= Supplied entries =
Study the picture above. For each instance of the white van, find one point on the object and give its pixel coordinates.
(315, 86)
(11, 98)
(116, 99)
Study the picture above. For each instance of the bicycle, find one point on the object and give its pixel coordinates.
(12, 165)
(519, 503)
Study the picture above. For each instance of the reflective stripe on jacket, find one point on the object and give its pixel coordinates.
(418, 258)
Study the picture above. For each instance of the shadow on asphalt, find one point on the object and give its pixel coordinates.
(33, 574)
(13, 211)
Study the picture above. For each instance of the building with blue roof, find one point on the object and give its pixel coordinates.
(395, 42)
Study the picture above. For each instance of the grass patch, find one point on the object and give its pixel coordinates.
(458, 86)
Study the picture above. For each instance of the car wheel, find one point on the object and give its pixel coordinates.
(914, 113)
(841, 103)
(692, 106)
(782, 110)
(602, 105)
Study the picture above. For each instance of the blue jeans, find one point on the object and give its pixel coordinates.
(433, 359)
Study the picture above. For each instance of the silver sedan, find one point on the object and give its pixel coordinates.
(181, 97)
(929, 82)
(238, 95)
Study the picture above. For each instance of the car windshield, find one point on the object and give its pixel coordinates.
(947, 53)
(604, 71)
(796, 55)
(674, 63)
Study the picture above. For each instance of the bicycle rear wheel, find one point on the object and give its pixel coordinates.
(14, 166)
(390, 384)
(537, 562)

* * *

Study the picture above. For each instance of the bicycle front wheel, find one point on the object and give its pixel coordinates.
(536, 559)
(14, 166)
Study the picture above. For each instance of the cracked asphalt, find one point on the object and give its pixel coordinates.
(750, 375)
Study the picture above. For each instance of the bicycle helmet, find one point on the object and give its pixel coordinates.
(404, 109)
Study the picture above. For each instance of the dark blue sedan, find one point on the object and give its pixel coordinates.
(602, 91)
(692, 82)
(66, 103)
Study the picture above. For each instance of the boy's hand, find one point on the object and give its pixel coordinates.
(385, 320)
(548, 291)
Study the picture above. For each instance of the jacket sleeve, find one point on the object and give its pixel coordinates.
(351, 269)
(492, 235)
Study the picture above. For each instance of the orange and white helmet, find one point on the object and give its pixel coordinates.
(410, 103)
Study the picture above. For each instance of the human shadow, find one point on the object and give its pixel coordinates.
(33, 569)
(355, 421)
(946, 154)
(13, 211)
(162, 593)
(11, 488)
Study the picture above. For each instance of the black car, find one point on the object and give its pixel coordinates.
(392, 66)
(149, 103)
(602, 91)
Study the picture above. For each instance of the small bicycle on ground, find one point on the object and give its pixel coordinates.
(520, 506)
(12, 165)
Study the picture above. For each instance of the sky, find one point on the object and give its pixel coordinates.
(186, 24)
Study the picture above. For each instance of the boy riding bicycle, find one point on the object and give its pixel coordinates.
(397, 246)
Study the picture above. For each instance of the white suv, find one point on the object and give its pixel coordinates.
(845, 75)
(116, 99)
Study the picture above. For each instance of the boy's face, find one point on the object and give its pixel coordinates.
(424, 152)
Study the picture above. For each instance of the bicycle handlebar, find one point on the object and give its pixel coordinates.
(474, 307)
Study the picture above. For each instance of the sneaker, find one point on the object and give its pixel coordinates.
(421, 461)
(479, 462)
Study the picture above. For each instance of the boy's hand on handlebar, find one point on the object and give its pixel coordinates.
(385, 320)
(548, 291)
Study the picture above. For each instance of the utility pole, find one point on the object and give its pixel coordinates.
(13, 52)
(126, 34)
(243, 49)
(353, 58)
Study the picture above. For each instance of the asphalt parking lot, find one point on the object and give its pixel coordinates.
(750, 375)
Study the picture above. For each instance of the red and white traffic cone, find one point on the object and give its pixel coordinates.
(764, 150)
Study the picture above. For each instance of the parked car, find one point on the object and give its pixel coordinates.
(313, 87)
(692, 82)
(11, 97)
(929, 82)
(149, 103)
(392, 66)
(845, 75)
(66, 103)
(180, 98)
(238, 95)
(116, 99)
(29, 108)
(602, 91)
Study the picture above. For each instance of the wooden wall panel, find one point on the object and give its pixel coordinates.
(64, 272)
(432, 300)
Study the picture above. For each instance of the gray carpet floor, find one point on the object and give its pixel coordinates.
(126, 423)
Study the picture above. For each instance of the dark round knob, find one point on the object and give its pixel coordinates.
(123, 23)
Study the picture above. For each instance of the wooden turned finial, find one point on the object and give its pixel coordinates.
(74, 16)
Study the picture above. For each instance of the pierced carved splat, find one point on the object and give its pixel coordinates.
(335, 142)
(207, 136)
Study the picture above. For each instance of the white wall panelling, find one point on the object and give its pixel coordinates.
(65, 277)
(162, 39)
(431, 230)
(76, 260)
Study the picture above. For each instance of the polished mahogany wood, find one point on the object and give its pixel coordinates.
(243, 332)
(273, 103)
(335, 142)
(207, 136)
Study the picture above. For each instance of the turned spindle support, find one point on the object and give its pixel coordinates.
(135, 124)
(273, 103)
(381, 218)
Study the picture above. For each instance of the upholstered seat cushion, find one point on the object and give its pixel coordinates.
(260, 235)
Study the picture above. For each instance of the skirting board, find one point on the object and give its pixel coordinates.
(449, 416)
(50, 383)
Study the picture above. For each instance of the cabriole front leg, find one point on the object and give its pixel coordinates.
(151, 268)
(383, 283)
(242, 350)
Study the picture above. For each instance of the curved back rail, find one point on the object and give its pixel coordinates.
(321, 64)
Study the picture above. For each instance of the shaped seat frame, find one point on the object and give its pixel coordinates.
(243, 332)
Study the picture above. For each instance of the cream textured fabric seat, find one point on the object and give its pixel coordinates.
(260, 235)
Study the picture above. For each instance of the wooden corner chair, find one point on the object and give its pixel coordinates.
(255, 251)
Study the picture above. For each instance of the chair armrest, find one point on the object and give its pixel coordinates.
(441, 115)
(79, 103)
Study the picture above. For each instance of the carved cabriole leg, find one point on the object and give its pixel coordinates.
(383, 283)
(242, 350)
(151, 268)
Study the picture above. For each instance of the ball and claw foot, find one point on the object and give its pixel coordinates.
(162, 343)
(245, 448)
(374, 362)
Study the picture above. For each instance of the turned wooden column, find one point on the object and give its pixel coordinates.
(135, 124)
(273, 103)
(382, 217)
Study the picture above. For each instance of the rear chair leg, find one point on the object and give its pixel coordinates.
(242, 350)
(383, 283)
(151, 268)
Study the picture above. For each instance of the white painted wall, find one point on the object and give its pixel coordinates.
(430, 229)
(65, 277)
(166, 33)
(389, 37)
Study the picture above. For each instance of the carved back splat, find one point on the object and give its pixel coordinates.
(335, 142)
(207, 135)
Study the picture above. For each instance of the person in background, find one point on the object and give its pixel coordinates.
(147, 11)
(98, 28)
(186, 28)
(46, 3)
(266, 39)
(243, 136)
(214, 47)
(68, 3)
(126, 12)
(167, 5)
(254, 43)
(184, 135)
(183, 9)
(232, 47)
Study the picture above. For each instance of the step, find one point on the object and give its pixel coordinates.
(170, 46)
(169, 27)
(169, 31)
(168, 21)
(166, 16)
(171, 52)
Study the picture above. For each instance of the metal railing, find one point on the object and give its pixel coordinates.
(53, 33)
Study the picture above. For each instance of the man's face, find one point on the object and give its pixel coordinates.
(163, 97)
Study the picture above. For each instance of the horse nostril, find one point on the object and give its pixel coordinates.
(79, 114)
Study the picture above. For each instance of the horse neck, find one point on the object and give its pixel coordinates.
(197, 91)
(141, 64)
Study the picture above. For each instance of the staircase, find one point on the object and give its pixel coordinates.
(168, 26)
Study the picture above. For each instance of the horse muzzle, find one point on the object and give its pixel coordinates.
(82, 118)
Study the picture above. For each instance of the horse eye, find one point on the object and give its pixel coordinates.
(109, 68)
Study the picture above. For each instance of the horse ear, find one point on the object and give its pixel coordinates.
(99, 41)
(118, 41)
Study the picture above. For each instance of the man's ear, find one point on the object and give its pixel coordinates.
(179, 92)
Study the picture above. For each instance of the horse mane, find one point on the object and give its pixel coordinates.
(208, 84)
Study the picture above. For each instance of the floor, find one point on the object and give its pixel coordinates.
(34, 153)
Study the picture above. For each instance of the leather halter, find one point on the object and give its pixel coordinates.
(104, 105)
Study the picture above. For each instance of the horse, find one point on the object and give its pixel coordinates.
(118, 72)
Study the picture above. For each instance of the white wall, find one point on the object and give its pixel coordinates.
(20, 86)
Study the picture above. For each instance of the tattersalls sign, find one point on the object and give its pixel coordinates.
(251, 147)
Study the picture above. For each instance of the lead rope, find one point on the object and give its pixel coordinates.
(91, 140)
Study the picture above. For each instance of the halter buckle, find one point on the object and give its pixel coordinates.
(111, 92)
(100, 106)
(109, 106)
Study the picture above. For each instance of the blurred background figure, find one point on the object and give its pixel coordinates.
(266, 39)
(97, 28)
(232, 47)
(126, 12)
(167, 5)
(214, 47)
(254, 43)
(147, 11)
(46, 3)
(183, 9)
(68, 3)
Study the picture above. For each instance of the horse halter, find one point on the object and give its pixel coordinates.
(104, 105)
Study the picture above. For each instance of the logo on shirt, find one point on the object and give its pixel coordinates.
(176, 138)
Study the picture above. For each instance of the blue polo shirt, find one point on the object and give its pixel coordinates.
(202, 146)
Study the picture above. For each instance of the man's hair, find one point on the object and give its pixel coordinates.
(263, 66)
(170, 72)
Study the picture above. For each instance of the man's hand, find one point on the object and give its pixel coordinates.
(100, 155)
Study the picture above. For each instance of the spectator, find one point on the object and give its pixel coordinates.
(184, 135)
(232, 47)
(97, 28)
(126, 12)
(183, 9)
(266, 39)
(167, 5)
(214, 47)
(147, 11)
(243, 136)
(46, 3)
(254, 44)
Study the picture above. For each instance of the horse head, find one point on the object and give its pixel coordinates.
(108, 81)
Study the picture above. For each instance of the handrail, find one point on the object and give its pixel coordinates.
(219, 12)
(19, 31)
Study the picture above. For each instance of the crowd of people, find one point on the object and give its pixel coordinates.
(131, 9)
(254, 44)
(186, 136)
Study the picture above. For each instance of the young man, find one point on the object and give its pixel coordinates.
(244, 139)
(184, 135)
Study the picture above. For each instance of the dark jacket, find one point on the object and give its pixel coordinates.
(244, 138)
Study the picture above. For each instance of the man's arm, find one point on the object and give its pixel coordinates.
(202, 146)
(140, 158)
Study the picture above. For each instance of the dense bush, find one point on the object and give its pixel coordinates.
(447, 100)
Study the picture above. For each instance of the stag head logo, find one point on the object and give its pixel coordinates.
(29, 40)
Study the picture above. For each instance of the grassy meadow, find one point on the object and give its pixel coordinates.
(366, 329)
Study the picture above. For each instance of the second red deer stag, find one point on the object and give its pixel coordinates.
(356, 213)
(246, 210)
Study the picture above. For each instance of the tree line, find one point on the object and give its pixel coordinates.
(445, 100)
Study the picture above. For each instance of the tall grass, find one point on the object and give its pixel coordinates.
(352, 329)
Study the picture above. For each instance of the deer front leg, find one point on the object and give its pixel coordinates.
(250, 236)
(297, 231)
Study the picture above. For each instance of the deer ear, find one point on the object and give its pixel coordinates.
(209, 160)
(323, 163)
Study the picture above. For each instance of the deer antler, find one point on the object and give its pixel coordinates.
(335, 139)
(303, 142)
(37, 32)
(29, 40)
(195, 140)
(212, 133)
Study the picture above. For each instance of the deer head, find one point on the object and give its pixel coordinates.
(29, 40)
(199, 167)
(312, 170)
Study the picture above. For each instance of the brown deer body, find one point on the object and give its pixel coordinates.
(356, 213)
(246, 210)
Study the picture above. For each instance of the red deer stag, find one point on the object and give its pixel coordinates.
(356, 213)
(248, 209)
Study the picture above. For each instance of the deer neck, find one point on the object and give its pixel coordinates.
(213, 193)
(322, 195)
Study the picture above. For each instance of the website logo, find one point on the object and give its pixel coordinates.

= Required task =
How many lines in the records above contain the word "splat"? Reply with the number only.

= Output for this exercise =
2